* EXTRAIT DE PAGE *
════════════════════

Quels types de blog en milieu scolaire ?

   Le blog en milieu scolaire a deux formes principales :

- Le blog de l'enseignant 

   L'enseignant peut y proposer, sous forme de journal ou non, une réflexion sur son métier, des contenus d'enseignement, des ressources en ligne, des idées d'activités à réaliser en classe, une description de ce qu'il met en oeuvre avec ses élèves. Il peut aussi mettre en ligne, par le biais de son blog, des activités pour ses élèves (devinettes, recherches, banques d'exercices...), donner des informations comme les devoirs à faire ou des liens vers des ressources permettant de compléter un travail fait en classe...

- Le blog de la classe

   Il peut raconter la vie de la classe, être un moyen de mettre en valeur et de faire connaître le travail effectué en classe ou servir d'outil dans le cadre d'un projet pédagogique précis (échanges avec d'autres classes, création du journal d'un voyage scolaire, projets d'écriture, club lecture avec critiques de livres...)

   Ces deux types de blogs existent dans le primaire et dans le secondaire, il est difficile d'avoir une idée juste de leur nombre et de leur répartition.

   Sur la plate-forme du Webpédagogique [6], utilisée quasi-exclusivement par des enseignants, on compte en décembre 2008 :

  • 82 blogs classés dans la rubrique primaire
  • 11 blogs dans la rubrique maternelle
  • 347 dans la rubrique collège
  • 221 dans la rubrique lycée
  • et 1 083 blogs classés par discipline donc issus du secondaire (dont les 347 collège et les 221 lycée)

════════════════════

* CONSIGNE 1 *
D'après l'extrait de page, quelles sont les deux formes principales du blog en milieu scolaire ?
* CONSIGNE 2 *
Recopiez, s'il vous plaît, l'extrait de page depuis « Il peut raconter » jusqu'à « critiques de livres...) » inclus.

════════════════════

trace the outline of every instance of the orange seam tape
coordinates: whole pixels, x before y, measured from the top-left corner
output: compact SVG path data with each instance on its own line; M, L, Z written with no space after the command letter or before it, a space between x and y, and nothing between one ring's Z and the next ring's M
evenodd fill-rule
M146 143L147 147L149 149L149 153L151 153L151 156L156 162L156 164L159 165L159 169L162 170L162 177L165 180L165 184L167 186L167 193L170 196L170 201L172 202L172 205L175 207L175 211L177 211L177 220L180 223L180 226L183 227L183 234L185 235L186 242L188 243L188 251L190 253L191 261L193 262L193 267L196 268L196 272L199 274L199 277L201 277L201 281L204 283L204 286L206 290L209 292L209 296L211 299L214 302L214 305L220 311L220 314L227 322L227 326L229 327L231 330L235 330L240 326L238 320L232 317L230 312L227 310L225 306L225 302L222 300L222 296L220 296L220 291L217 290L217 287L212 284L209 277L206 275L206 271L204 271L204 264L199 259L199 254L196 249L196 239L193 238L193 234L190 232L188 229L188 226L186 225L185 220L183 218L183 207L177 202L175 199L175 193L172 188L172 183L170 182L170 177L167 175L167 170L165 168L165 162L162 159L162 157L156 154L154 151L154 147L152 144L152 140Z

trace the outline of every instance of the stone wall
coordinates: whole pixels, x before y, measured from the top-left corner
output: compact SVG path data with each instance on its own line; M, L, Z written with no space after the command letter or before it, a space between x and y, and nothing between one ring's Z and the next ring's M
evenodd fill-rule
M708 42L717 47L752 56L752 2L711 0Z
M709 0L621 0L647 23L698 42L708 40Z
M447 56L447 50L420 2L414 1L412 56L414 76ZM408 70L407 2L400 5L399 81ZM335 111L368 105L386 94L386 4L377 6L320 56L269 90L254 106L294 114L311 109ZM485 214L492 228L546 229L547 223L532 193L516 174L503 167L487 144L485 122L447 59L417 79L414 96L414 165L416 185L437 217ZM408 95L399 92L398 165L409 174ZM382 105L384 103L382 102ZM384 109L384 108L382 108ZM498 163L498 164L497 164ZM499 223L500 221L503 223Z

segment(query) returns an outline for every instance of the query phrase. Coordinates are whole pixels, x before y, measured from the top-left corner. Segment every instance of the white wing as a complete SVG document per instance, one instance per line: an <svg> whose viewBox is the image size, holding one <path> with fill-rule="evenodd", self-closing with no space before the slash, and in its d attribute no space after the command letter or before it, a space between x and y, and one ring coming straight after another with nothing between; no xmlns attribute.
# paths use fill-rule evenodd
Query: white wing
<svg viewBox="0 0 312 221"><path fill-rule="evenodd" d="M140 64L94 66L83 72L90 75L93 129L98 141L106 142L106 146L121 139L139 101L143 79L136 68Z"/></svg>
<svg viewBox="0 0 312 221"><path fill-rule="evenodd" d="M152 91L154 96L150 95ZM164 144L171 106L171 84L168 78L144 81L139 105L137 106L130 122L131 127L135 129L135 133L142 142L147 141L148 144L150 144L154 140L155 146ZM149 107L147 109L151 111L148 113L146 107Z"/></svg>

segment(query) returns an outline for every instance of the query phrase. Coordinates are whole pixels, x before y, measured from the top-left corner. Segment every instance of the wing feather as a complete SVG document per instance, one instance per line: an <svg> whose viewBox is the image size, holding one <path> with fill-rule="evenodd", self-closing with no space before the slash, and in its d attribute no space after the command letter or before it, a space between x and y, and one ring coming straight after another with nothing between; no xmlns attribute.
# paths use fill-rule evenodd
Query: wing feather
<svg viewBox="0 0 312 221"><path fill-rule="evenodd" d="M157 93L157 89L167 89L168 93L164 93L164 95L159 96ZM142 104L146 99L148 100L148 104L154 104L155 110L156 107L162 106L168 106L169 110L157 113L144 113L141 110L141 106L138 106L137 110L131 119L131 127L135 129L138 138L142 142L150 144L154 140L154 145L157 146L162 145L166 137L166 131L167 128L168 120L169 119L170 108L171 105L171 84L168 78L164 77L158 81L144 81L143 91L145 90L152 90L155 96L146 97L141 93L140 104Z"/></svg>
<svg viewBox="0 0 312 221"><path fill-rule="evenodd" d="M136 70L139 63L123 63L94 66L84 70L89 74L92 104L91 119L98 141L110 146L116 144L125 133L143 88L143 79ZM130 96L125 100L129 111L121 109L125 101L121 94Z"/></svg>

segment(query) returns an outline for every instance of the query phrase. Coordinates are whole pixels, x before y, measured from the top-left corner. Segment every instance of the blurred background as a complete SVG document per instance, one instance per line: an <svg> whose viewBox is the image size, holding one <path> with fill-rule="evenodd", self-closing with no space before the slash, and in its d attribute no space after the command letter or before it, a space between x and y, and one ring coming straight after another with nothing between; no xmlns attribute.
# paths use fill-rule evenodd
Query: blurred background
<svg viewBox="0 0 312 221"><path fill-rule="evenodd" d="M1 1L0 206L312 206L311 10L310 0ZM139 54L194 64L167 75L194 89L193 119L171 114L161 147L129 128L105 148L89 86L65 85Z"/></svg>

════════════════════

* RÉSULTAT 1 *
Le blog de l'enseignant et le blog de la classe.

* RÉSULTAT 2 *
Il peut raconter la vie de la classe, être un moyen de mettre en valeur et de faire connaître le travail effectué en classe ou servir d'outil dans le cadre d'un projet pédagogique précis (échanges avec d'autres classes, création du journal d'un voyage scolaire, projets d'écriture, club lecture avec critiques de livres...)